Movie theater in San Francisco, California

The Roxie Theater, also known as the Roxie Cinema or just The Roxie, is a historic movie theater, founded in 1912, at 3117 16th Street in the Mission District of San Francisco. It is a non-profit community arthouse cinema.

==History==
The Roxie is one of the oldest continuously operating movie theaters in the US, with its history tracing back to the early 1900s.

The 300-seat theater was renovated in 1933, changed its name to the Roxie, and added its unusual marquee with neon sign but no place for movie titles. In 2003, a 49-seat theater dubbed the Little Roxie opened two doors from the main theater.

Other names for the theater:
- The Poppy 1912–1916
- The New 16th Street 1916–1920
- The Rex 1920–1926
- The Gem 1926–1930
- The Gaiety 1930–1933
- The Roxie 1933–present

In the late 1960s with the decline of its neighborhood, The Roxie became a pornography theater. In March 1976, film lovers Robert Christopher Evans, Dick Gaikowski, Peter Moore, and Tom Mayer bought the Roxie, remodeled it, and turned it into an art and independent film center.

Between November 1–15, 1979, the Roxie hosted the U.S. premiere of Luis Buñuel's L'Âge d'Or (1930), a film that had been banned for almost 50 years.

Over the years, the Roxie has been home to many film festivals such as the Frameline Film Festival, San Francisco IndieFest, the San Francisco Jewish Film Festival, the Arab Film Festival, San Francisco Transgender Film Festival, and many others.

In December 2005, an agreement was announced under which the Roxie was acquired by New College of California, a small liberal arts college also based in the Mission District. It became part of New College's Media Studies Program on January 1, 2006, and was renamed the "Roxie Film Center at New College". An anonymous benefactor paid off the theater's debts, and the college registered it as a non-profit corporation.

On February 26, 2008, New College announced it was closing, thus ending its support of the Roxie. New College Board member Rod Holt and his son Alan subsequently took over the theater’s lease.

In 2010 Alan Holt transitioned from Executive Director to a seat on the Board and community activist and philanthropist Christopher Statton joined the Roxie as Executive Director and member of the Board. Megan Wilson, who began working for the Roxie as a development consultant, became a co-Executive Director; neither received a salary. Over his four-year tenure, Statton established the Roxie as a community-based non-profit, including the creation of the Roxie's Lights. Camera. Action! Awards to honor Bay Area social justice documentary filmmakers. The inaugural awards honored the filmmaking team of Rob Epstein and Jeffrey Friedman and filmmaker Hima B for their significant contributions in raising awareness of the challenges of living with HIV/AIDS. Statton also raised over $400,000 in contributions to help support the Roxie's programming and operations. In 2013 Statton was awarded the Marlon Riggs Award by the San Francisco Film Critics Circle for "his significant contribution to San Francisco’s film community through the Roxie Theater over the past four years". Statton resigned from the Roxie in 2013 due to health concerns.

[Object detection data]
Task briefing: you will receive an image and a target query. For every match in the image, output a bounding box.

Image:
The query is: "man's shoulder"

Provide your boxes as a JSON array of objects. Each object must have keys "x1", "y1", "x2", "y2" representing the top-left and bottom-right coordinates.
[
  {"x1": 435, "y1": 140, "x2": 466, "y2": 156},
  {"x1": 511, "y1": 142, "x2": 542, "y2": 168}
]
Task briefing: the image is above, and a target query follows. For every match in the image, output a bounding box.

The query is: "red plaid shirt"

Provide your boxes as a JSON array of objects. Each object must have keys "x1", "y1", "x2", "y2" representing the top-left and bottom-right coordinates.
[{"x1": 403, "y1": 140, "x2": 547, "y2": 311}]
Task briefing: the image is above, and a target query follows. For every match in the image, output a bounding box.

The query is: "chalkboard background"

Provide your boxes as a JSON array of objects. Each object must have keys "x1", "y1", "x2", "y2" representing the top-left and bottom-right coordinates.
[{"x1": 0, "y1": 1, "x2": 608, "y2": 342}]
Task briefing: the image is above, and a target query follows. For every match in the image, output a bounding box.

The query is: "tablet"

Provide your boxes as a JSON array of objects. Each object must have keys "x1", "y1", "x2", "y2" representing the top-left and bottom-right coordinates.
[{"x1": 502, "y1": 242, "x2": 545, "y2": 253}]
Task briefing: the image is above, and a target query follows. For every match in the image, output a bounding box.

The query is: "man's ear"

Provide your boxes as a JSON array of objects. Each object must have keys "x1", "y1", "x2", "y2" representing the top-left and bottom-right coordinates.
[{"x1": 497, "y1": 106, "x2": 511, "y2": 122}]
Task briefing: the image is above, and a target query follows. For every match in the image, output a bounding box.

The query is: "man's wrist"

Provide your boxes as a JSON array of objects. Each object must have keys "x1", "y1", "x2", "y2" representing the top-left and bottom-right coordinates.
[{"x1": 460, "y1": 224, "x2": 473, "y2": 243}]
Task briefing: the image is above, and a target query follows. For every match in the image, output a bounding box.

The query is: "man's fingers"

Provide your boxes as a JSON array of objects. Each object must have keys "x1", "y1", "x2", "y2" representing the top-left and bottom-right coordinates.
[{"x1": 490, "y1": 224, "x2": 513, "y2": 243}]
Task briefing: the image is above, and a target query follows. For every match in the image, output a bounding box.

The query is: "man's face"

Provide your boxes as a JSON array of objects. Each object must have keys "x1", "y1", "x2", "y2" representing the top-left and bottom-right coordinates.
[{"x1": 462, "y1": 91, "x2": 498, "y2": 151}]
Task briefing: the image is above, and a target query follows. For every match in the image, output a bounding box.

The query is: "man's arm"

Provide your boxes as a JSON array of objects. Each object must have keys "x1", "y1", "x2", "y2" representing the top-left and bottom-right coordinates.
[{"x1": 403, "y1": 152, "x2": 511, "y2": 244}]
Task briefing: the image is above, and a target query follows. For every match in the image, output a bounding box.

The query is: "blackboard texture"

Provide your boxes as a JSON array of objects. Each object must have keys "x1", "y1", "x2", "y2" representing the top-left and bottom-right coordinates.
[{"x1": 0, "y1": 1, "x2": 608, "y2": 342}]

▶ _Tasks_:
a – In the Roxie Theater text, what year did the 49-seat Little Roxie open?
b – Translate this sentence from the Roxie Theater text into Spanish: "The Roxie is one of the oldest continuously operating movie theaters in the US, with its history tracing back to the early 1900s."
c – Pick up the Roxie Theater history after its final sentence and carry it forward.

▶ _Responses in order_:
a – It opened in 2003.

b – El Roxie es uno de los cines en funcionamiento continuo más antiguos de Estados Unidos, y su historia se remonta a principios del siglo XX.

c –
In December 2013, the Roxie announced Isabel Fondevila, former Board President of Artists' Television Access, as the new director. She further expanded the theater's film festivals and developed RoxCine, an ongoing series of Spanish-language films.

In 2015, Dave Cowen came aboard as executive director, while Fondevila remained at the Roxie in the role of Director of Programming. Over the next two years, Cowen led the theater to profitability with projection and facilities improvements, an increased social media presence, and a successful focus on showing repertory film in 35mm. During this time, the Roxie's classic neon marquee was fully restored, and the Roxie was honored by the California State Assembly in 2017 as Small Business of the Year.

In August 2017, Sundance veteran Elizabeth O'Malley replaced Cowen as executive director, with Operations Director Lex Sloan promoted to general manager. Cowen remains on the Roxie Board of Directors and is now working with Milwaukee Film on their acquisition of the historic Oriental Theatre.

In 2024, a purchase agreement was signed with their landlord to purchase the building that houses the theater. Following a nearly year-long fundraising campaign, including donations from patrons, a successful purchase of the building was announced in July 2025.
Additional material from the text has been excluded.